> **About this task**
Copy the records word for word from their start through the line holding "positive clicks: (183, 11)", inclusive, and leave the pictures out.
#### Data listing ####
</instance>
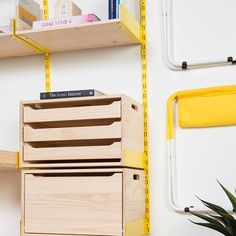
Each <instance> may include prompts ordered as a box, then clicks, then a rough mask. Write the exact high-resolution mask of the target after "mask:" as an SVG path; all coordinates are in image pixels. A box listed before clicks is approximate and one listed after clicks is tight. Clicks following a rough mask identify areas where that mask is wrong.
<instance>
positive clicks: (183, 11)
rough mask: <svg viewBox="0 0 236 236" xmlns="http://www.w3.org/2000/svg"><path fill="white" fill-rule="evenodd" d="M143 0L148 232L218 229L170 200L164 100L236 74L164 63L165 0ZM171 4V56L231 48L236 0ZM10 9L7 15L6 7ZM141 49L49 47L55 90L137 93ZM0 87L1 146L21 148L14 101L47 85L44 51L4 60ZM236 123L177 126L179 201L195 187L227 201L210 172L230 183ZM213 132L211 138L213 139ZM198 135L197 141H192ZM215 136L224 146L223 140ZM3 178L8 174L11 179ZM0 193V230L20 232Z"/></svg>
mask: <svg viewBox="0 0 236 236" xmlns="http://www.w3.org/2000/svg"><path fill="white" fill-rule="evenodd" d="M97 1H99V0H97ZM130 1H132V0H130ZM13 2H14V0H11V1H9V0H2V1H1V2H0V4H1V5H0V12H1V13H4V14H2V15H1V14H0V21H2V22H4V24H7V22H8V17H10V16H12V14H13V12H14V11H13V10H12V7H14V6H13V4H12V3H13ZM147 4H148V69H149V111H150V171H151V214H152V222H151V224H152V235H153V236H189V235H199V236H200V235H202V236H213V235H218V234H217V233H215V232H213V231H208V230H206V229H202V228H199V227H196V226H194V225H192V224H191V223H190V222H189V221H188V218H190V216H189V215H181V214H177V213H175V212H174V211H173V210H172V209H171V208H170V206H169V203H168V194H167V193H168V191H167V158H166V138H165V132H166V127H165V125H166V122H165V119H166V117H165V112H166V101H167V99H168V97H169V96H170V95H171V94H172V93H174V92H176V91H177V90H183V89H191V88H200V87H207V86H216V85H226V84H233V83H234V82H235V79H236V78H235V72H236V67H233V66H232V67H231V66H229V67H221V68H211V69H200V70H192V71H186V72H174V71H171V70H170V69H168V68H167V66H166V64H165V61H164V51H163V48H164V46H163V24H162V23H163V22H162V21H163V19H162V5H163V4H162V1H161V0H160V1H156V0H147ZM175 7H176V11H175V14H174V21H175V24H174V32H175V58H176V59H178V58H186V57H187V56H189V57H191V59H194V58H196V59H201V58H203V57H204V58H209V57H210V58H211V57H213V58H214V57H222V56H223V57H227V56H231V55H236V48H235V47H234V42H235V39H236V34H235V33H234V31H233V29H234V23H233V22H234V19H233V15H234V9H235V7H236V3H234V1H233V0H229V1H224V0H217V1H216V0H211V1H210V0H209V1H204V0H198V1H196V0H178V1H175ZM8 11H9V15H8V14H6V12H8ZM189 17H190V18H191V19H189ZM186 19H187V20H186ZM139 51H140V49H139V47H138V46H132V47H121V48H111V49H101V50H90V51H83V52H73V53H64V54H57V55H53V56H52V87H53V90H69V89H83V88H96V89H98V90H101V91H104V92H105V93H108V94H114V93H115V94H116V93H125V94H127V95H129V96H131V97H133V98H136V99H137V100H139V101H141V66H140V55H139ZM189 53H190V54H189ZM229 54H230V55H229ZM185 60H186V59H185ZM0 87H1V97H2V98H3V99H1V100H0V106H1V111H2V116H1V117H0V130H1V135H0V148H2V149H10V150H18V148H19V142H18V139H19V138H18V131H19V130H18V127H19V126H18V123H19V121H18V115H19V114H18V102H19V100H31V99H38V97H39V93H40V92H41V91H43V90H44V71H43V58H42V57H41V56H34V57H25V58H19V59H5V60H1V61H0ZM234 131H235V129H227V130H222V129H220V130H218V129H217V130H216V129H214V130H213V129H212V130H211V131H210V133H207V132H205V131H204V132H203V133H200V132H197V131H196V132H195V131H194V132H193V133H192V132H191V133H190V131H184V132H183V133H182V132H181V131H180V130H179V132H178V140H180V141H178V143H177V147H178V148H177V150H178V153H179V154H180V155H178V158H179V160H180V162H179V168H180V171H179V177H180V182H179V183H180V186H179V191H180V199H181V200H182V201H184V202H191V203H194V204H195V203H197V201H196V200H195V194H198V195H199V196H202V197H204V198H207V199H210V200H212V201H216V202H218V203H220V204H223V205H225V206H227V201H226V200H225V197H224V195H223V194H222V193H221V191H220V190H219V188H218V186H217V184H216V181H215V179H216V178H219V179H220V180H222V182H223V183H225V184H226V185H227V186H229V187H232V186H234V182H233V180H232V178H233V177H235V174H234V169H233V166H234V150H233V149H231V148H232V146H234V144H233V142H232V140H233V138H234V139H235V137H234ZM218 134H219V136H218ZM211 140H213V143H214V144H215V145H212V142H210V141H211ZM230 140H231V141H230ZM229 141H230V142H229ZM197 142H198V143H199V146H196V143H197ZM216 143H217V145H216ZM218 143H219V144H223V145H226V146H223V148H221V147H220V145H218ZM203 144H204V145H203ZM198 147H200V148H198ZM216 147H219V148H218V149H216ZM211 148H214V149H211ZM209 150H214V151H209ZM226 150H227V152H226ZM230 150H232V151H230ZM223 158H224V159H223ZM198 160H199V161H198ZM216 160H217V161H216ZM209 166H210V167H209ZM6 176H9V177H10V176H12V173H2V174H0V179H2V178H3V177H5V178H6ZM6 179H7V180H6V181H7V182H8V181H10V180H8V178H6ZM12 186H13V187H14V188H16V187H17V186H19V181H15V182H14V183H12ZM0 188H1V189H3V188H5V186H4V185H3V184H1V183H0ZM4 193H5V191H4ZM15 195H17V194H16V193H12V192H11V193H10V192H9V196H15ZM0 200H1V201H0V202H3V203H5V204H0V222H1V224H0V233H1V235H3V236H9V235H11V236H15V235H16V236H18V234H17V232H18V228H17V227H18V224H17V217H18V214H19V213H18V209H17V208H16V209H17V210H15V211H14V212H11V215H12V217H13V218H12V219H15V221H12V222H11V223H12V228H9V221H8V223H6V224H5V223H4V224H3V223H2V222H5V221H6V218H5V215H6V214H7V212H10V208H8V210H6V209H5V208H6V207H3V206H7V204H8V202H9V201H8V200H7V198H6V197H4V195H3V191H2V190H1V191H0ZM18 204H19V202H18ZM8 205H9V204H8ZM14 222H15V224H14Z"/></svg>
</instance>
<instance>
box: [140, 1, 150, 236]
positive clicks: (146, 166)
mask: <svg viewBox="0 0 236 236" xmlns="http://www.w3.org/2000/svg"><path fill="white" fill-rule="evenodd" d="M140 12H141V14H140V15H141V16H140V17H141V20H140V21H141V60H142V95H143V97H142V100H143V109H144V159H145V174H146V180H145V185H146V200H145V203H146V208H145V235H150V192H149V153H148V95H147V94H148V86H147V83H148V78H147V47H146V0H140Z"/></svg>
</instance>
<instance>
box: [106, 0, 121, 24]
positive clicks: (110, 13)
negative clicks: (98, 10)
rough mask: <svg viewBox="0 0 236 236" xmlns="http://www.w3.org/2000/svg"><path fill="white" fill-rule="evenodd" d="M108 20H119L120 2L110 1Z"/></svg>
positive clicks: (109, 5) (111, 0)
mask: <svg viewBox="0 0 236 236" xmlns="http://www.w3.org/2000/svg"><path fill="white" fill-rule="evenodd" d="M108 8H109V10H108V18H109V19H110V20H111V19H117V18H119V17H120V0H108Z"/></svg>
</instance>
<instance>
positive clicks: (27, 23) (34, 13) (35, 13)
mask: <svg viewBox="0 0 236 236" xmlns="http://www.w3.org/2000/svg"><path fill="white" fill-rule="evenodd" d="M16 8H17V19H19V20H20V22H21V23H20V25H19V26H20V29H27V28H29V27H32V25H33V22H34V21H38V20H40V16H41V9H40V5H39V4H38V3H37V2H35V1H34V0H16Z"/></svg>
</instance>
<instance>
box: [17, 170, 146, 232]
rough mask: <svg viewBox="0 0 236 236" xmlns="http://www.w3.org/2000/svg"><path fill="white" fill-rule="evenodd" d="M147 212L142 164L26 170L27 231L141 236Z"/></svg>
mask: <svg viewBox="0 0 236 236" xmlns="http://www.w3.org/2000/svg"><path fill="white" fill-rule="evenodd" d="M144 217H145V173H144V171H143V170H135V169H121V168H119V169H113V168H111V169H62V170H47V169H44V170H23V171H22V220H21V222H22V226H21V230H22V232H21V233H22V235H23V236H45V235H51V236H53V235H55V236H56V235H62V236H65V235H67V236H68V235H71V236H72V235H84V236H86V235H89V236H91V235H96V236H97V235H101V236H103V235H104V236H105V235H106V236H107V235H113V236H134V235H133V234H134V233H132V232H135V236H143V235H144ZM132 227H133V229H132ZM134 227H135V228H134ZM130 229H132V230H133V231H132V230H130Z"/></svg>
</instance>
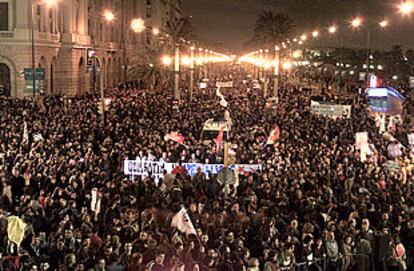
####
> **The completed task**
</instance>
Each <instance> may include prompts ordered as a box, then clicks, then a rough mask. Write the exact high-resolution mask of the target after "mask:" as an SVG path; all coordinates are in image pixels. A box listed before clicks is approximate and one listed after clicks is tight. Clicks following a rough mask identify areas where that mask is wrong.
<instance>
positive clicks: (183, 11)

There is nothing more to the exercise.